◆ Texte à lire

★ ★ ★

Quebec History Marianopolis College


Date Published:
Juillet 2006

L’Encyclopédie de l’histoire du Québec / The Quebec History Encyclopedia

 

François Picquet

 

PICQUET (François) (1708-81), prêtre de la Compagnie de Saint-Sulpice, missionnaire, fondateur de la Présentation.

 

La famille était originaire de Verjon, dans l'Ain. André Picquet et son épouse Marie-Philippe Bertet, allèrent s'établir à Bourg-en-Bresse; c'est là que naquit François, le 4 décembre 1708. A huit ans, il entrait au collège des Jésuites de sa ville natale. En 1727, l'ado­lescent se fit admettre au séminaire de Lyon, où il reçut les ordres mineurs en 1728 et les majeurs en 1731. Simple diacre, M. Picquet fut autorisé par son évêque « à prêcher dans toutes les paroisses de la Bresse et de la Franche-Comté ». Le 22 avril 1733, il entrait au petit séminaire de Saint-Sulpice à Paris. Son biographe Lalande assure qu'il se fit re­cevoir docteur en Sorbonne. Ordonné prêtre le 10 avril 1734, il obtenait d'être reçu dans la Compagnie des Messieurs de Saint-Sul­pice.

★ ★ ★

(Extrait d'un fichier de données)
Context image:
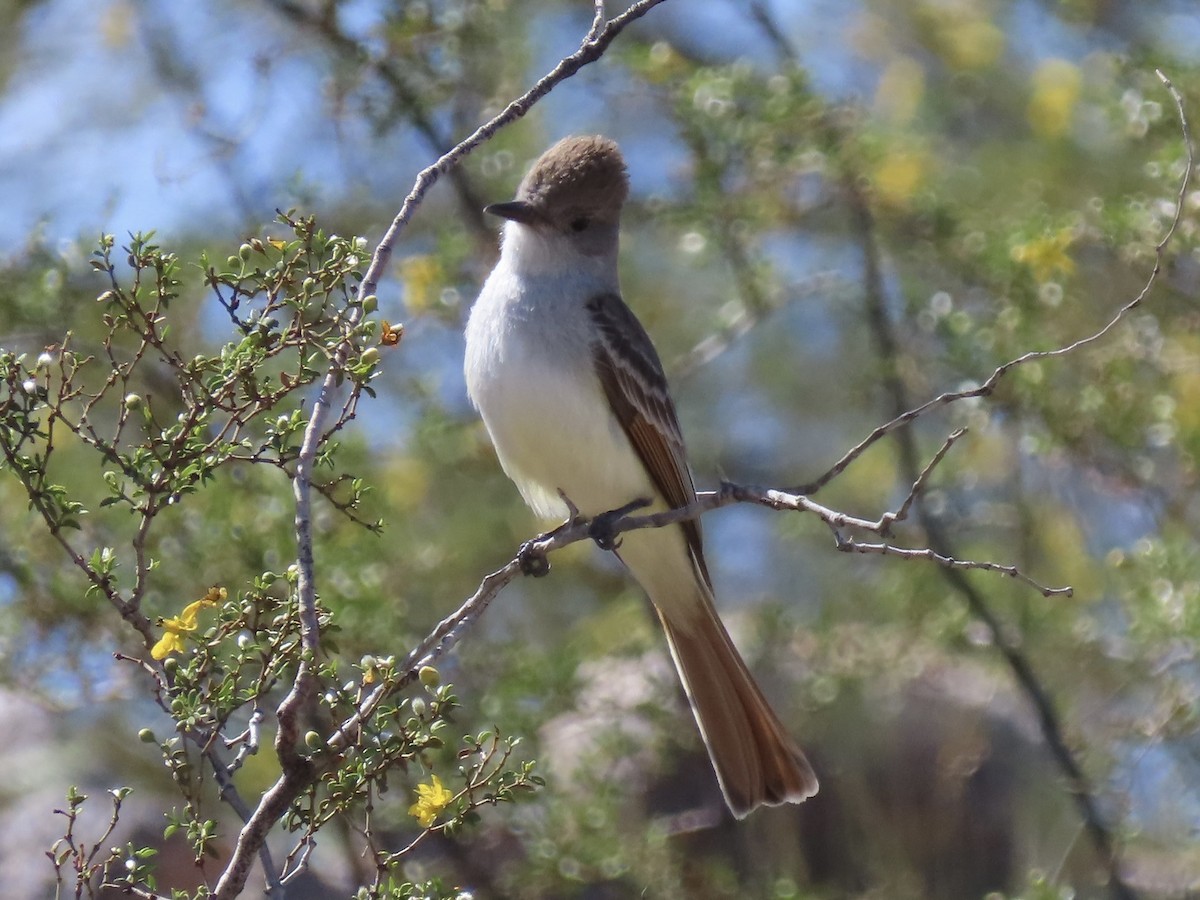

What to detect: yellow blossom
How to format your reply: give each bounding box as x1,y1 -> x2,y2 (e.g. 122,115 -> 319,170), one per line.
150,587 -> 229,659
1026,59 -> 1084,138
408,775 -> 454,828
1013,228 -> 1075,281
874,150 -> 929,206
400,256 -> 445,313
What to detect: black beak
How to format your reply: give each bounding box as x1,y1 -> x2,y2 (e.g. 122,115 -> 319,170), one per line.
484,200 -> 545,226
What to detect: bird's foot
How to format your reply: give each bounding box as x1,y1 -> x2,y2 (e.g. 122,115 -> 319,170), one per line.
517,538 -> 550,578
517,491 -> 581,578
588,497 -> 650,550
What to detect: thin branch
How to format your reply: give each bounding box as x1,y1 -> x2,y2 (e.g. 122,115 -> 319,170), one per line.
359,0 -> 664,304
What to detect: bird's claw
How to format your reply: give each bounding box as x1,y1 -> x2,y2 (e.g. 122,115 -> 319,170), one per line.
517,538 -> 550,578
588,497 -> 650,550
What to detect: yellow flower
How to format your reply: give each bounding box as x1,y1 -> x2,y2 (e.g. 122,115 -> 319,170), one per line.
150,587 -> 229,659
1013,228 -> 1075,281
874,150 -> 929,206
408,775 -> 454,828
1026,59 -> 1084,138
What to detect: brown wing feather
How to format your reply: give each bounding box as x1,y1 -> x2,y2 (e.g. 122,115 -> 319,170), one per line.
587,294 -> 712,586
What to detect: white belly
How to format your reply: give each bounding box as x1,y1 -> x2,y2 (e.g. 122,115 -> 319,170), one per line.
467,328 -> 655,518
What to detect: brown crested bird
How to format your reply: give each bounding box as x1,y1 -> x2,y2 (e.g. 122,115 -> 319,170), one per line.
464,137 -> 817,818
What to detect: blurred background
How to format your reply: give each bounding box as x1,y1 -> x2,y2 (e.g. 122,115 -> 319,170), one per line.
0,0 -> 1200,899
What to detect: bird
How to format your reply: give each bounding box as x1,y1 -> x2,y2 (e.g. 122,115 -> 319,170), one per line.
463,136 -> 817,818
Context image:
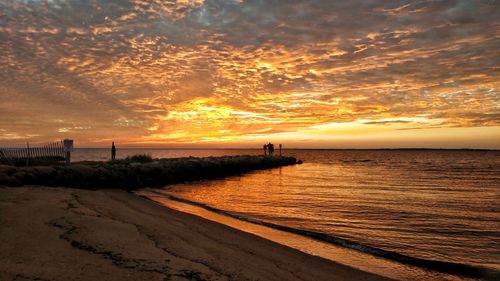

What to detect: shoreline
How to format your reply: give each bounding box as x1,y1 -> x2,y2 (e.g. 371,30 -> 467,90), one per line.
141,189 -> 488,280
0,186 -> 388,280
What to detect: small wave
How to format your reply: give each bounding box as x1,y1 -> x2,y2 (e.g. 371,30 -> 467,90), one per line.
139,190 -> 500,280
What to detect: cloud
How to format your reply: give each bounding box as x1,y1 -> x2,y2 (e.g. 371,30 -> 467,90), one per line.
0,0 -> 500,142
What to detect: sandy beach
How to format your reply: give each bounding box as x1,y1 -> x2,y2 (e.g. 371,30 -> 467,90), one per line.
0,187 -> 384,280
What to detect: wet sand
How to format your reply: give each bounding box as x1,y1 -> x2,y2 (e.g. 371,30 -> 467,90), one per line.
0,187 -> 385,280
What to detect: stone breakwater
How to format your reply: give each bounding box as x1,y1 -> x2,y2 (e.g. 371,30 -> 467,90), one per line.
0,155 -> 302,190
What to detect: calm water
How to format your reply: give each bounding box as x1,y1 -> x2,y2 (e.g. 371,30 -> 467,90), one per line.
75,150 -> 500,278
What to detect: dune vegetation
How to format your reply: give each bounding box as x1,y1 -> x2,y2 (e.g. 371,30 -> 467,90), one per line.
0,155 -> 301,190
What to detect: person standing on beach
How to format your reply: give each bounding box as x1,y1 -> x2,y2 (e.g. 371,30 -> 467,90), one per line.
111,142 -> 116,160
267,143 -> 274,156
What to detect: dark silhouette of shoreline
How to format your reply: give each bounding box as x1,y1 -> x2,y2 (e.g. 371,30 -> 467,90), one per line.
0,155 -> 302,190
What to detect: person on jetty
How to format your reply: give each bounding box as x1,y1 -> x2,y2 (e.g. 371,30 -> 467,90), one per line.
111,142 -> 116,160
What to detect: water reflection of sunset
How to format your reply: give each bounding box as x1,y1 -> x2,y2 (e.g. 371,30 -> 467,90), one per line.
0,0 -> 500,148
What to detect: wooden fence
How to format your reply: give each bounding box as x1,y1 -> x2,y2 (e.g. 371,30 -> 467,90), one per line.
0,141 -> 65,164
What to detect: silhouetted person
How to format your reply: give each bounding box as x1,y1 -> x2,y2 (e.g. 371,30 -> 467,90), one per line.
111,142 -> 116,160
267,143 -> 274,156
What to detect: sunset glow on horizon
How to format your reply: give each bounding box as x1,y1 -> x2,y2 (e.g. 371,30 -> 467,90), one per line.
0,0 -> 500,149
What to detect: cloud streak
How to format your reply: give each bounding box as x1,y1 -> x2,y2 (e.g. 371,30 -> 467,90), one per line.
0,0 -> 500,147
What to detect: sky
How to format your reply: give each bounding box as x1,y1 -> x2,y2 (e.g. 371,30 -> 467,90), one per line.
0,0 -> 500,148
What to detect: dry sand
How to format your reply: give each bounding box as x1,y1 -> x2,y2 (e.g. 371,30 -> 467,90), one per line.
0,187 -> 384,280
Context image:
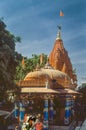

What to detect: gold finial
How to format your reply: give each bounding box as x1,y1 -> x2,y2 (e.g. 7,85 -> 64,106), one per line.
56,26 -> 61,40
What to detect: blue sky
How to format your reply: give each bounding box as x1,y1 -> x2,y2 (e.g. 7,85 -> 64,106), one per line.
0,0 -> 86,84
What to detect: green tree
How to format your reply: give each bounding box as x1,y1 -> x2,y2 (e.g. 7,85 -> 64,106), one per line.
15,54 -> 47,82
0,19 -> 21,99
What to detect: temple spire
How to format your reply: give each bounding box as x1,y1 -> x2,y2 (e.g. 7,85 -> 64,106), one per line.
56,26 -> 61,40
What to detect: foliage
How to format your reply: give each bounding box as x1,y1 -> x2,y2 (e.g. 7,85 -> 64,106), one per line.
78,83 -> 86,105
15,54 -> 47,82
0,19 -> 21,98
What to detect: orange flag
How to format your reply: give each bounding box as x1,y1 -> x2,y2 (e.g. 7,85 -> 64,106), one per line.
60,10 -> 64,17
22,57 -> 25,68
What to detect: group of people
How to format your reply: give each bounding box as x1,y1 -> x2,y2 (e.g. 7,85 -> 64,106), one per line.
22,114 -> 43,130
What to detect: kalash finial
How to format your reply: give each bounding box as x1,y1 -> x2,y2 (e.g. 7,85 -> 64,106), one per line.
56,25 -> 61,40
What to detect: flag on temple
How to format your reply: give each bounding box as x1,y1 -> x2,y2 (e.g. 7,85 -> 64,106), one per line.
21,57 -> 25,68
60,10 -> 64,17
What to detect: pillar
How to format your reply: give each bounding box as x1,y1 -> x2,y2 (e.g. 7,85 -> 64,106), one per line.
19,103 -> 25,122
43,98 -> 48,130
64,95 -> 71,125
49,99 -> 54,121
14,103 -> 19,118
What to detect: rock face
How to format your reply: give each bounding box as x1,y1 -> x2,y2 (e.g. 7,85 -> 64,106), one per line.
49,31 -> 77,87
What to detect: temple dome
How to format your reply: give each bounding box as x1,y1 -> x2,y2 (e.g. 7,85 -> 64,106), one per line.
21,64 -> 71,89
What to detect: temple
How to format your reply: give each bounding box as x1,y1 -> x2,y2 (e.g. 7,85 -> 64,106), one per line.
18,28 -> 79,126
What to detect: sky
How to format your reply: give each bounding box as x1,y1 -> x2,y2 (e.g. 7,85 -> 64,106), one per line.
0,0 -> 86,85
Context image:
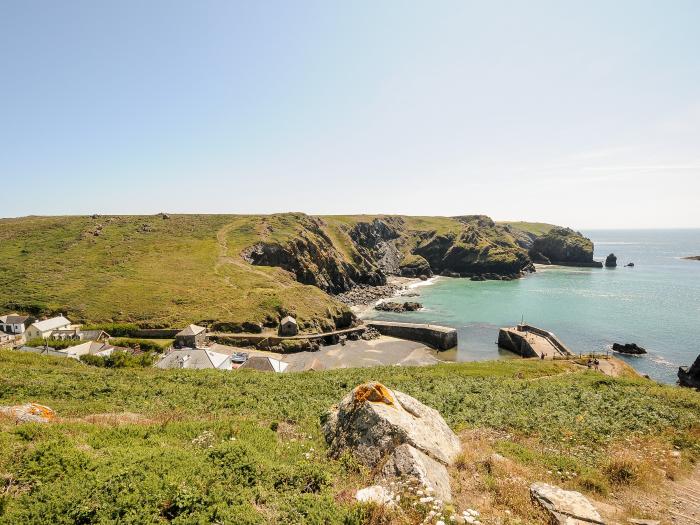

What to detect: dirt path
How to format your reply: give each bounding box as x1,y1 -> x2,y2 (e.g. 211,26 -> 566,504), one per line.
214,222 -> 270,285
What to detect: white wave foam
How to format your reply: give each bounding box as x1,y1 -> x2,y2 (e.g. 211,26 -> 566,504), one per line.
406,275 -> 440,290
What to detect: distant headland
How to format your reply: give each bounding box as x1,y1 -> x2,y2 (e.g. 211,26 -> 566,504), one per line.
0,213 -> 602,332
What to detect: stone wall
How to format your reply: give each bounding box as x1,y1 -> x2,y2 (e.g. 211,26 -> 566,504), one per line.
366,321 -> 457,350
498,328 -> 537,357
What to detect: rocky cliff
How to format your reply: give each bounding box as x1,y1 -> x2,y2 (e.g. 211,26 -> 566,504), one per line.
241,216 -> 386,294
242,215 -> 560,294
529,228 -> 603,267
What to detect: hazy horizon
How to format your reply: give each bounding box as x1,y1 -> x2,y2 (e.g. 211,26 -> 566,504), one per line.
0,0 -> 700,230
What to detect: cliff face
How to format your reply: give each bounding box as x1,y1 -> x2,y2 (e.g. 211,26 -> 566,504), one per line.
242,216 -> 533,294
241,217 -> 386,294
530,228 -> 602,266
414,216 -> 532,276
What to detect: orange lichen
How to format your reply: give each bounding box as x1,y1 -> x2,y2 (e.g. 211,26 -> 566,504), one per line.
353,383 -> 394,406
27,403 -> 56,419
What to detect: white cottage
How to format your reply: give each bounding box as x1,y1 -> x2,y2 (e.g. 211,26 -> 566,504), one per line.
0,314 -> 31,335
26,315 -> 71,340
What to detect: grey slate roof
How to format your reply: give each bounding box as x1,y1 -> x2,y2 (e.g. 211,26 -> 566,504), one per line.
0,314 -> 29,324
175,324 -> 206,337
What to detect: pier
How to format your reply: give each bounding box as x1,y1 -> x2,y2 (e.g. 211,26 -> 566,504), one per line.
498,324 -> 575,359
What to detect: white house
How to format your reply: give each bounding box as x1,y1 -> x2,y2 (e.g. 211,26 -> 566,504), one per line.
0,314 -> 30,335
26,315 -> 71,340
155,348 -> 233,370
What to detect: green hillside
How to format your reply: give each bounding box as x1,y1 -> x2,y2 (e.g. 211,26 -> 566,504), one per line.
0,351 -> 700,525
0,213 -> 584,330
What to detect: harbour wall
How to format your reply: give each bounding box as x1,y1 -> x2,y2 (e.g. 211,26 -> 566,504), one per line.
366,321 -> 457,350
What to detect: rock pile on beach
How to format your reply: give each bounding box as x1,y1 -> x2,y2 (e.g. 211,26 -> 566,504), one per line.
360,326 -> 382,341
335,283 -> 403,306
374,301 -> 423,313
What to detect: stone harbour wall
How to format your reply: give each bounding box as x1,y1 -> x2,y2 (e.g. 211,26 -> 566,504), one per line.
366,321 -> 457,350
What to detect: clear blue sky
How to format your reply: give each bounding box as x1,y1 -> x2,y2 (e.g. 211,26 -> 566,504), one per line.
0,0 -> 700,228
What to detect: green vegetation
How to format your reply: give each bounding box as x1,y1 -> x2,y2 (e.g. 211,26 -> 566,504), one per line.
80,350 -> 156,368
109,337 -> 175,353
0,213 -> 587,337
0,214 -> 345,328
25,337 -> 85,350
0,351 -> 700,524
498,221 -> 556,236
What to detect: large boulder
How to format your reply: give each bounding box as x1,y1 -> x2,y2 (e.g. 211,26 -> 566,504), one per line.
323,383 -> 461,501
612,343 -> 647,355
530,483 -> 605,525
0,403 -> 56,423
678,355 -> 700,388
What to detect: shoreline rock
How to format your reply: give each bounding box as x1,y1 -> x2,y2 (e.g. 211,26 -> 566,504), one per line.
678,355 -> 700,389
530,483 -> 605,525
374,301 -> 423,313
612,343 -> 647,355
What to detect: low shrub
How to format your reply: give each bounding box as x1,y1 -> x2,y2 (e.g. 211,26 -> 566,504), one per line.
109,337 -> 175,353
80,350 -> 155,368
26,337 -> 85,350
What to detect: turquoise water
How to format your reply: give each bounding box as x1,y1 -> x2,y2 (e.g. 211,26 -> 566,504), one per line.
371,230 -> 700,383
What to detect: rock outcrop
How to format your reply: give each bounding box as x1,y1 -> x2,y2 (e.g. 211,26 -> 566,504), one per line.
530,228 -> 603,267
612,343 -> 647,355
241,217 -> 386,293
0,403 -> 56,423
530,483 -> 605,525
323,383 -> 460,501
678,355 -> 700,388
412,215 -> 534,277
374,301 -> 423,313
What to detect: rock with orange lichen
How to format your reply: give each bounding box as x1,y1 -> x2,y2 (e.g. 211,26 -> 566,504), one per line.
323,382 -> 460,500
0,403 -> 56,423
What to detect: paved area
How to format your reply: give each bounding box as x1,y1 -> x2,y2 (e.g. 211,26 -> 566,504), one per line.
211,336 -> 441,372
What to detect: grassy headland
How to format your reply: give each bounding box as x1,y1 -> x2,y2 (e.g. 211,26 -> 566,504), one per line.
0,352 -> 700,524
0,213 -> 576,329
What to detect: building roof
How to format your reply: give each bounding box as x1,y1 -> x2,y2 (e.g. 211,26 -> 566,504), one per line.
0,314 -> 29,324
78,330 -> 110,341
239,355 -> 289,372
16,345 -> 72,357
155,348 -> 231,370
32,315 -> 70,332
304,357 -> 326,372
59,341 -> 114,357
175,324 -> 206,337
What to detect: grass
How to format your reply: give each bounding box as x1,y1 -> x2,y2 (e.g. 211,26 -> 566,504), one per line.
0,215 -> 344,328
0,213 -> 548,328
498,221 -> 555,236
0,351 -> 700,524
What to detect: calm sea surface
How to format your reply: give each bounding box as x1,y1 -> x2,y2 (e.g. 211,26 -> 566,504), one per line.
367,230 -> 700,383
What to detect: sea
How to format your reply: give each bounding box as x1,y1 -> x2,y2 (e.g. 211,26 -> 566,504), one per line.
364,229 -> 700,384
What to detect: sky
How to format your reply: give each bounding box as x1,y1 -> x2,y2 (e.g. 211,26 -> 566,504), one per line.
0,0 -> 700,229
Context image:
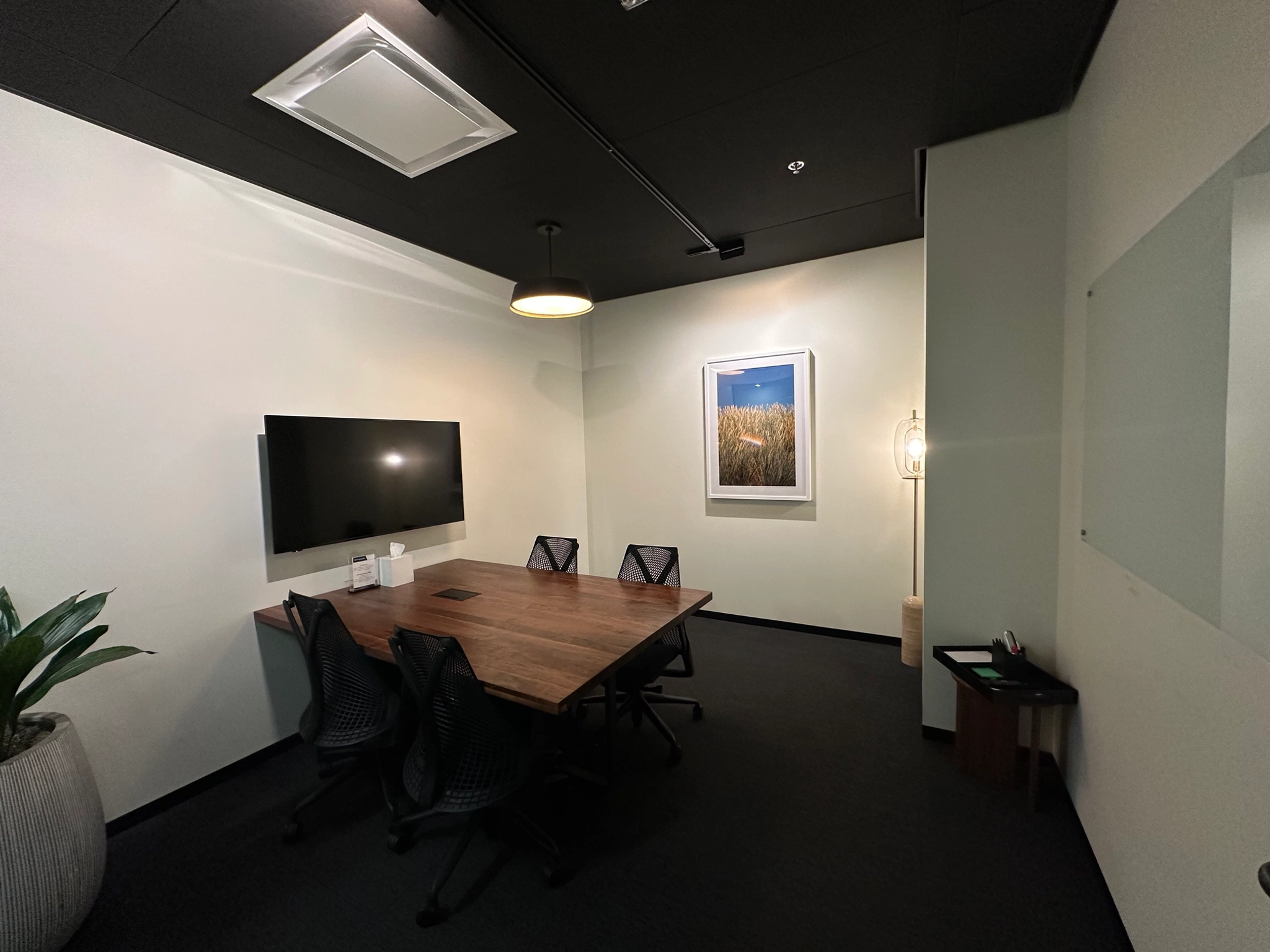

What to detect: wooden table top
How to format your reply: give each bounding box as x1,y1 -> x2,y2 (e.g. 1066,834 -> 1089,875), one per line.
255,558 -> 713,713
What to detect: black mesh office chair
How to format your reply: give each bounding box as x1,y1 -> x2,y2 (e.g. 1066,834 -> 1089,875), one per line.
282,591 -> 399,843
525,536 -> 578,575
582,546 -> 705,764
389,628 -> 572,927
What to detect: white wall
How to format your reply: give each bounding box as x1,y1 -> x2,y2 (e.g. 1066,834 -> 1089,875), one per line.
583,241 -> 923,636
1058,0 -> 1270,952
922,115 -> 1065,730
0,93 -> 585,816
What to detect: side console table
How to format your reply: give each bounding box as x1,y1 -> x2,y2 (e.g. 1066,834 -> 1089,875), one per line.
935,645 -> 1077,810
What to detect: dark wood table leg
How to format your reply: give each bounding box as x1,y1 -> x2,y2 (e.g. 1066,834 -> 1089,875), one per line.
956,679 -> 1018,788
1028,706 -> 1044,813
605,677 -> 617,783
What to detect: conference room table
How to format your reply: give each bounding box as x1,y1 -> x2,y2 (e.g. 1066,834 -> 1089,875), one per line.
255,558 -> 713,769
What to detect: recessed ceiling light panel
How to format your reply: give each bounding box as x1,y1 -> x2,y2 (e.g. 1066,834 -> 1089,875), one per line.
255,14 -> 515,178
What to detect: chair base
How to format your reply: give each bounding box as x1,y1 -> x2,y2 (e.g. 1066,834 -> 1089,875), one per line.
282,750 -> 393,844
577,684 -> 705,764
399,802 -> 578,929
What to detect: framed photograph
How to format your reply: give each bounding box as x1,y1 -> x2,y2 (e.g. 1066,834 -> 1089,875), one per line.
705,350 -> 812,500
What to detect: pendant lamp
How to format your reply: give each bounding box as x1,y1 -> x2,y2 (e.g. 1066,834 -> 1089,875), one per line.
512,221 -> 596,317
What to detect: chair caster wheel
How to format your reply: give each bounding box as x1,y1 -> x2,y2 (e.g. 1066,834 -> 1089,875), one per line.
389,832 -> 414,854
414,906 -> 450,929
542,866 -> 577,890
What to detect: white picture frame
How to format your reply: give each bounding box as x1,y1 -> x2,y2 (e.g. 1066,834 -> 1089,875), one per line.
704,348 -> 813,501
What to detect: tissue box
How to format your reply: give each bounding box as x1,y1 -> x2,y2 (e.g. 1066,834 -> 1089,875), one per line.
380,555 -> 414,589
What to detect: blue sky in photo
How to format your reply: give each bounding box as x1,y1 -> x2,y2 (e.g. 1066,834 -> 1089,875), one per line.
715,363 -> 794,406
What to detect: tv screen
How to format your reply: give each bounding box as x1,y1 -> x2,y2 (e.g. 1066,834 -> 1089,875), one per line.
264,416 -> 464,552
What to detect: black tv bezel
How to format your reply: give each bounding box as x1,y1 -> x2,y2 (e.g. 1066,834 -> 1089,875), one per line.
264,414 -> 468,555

★ ★ ★

◆ Série de consignes
A – Résumez en deux phrases la notice sur François Picquet.
B – Recopiez tout ce qui va de « La famille était » jusqu'à « Messieurs de Saint-Sul­pice. » dans la notice sur François Picquet.
C – Poursuivez la notice sur François Picquet, s'il vous plaît, à partir de sa dernière phrase.

◆ Réponses dans l'ordre
A – François Picquet, prêtre de la Compagnie de Saint-Sulpice, missionnaire et fondateur de la Présentation, naquit à Bourg-en-Bresse le 4 décembre 1708 et entra à huit ans au collège des Jésuites de sa ville natale. Admis au séminaire de Lyon en 1727, puis au petit séminaire de Saint-Sulpice à Paris le 22 avril 1733, il fut ordonné prêtre le 10 avril 1734 et reçu dans la Compagnie des Messieurs de Saint-Sulpice.

B –
La famille était originaire de Verjon, dans l'Ain. André Picquet et son épouse Marie-Philippe Bertet, allèrent s'établir à Bourg-en-Bresse; c'est là que naquit François, le 4 décembre 1708. A huit ans, il entrait au collège des Jésuites de sa ville natale. En 1727, l'ado­lescent se fit admettre au séminaire de Lyon, où il reçut les ordres mineurs en 1728 et les majeurs en 1731. Simple diacre, M. Picquet fut autorisé par son évêque « à prêcher dans toutes les paroisses de la Bresse et de la Franche-Comté ». Le 22 avril 1733, il entrait au petit séminaire de Saint-Sulpice à Paris. Son biographe Lalande assure qu'il se fit re­cevoir docteur en Sorbonne. Ordonné prêtre le 10 avril 1734, il obtenait d'être reçu dans la Compagnie des Messieurs de Saint-Sul­pice.

C –
Le 3 mai suivant, le missionnaire s'embar­quait à La Rochelle avec l'abbé Pierre Sar­telon, et, le G juillet, le navire jetait l'ancre dans la rade de Québec; en quelques jours, ils parvenaient à Montréal. Il y passait cinq ans, consacrés au ministère et à l'étude des dialectes indiens. En 1739, l'abbé Picquet fut attaché à la mission indigène du lac des Deux-Montagnes (Oka). Ses premiers travaux apostoliques, jusqu'en 1744, consistèrent dans l'augmentation par recrues du nombre des familles sauvages, domiciliées au Lac : Algonquins, Nipissings, Hurons, Outaouais, et même Iroquois. Bien plus il s'appliqua à remplacer le fortin primitif en ruine par une petite-forteresse, solidement construite selon les règles de l'art militaire, munie de fossés, flan­quée de redoutes en maçonnerie; il épuisa aux frais ses propres ressources, secondées des fonds du roi. En 1744, cette enceinte pou­vait offrir un asile aux colons blancs disper­sés dans les cantons voisins.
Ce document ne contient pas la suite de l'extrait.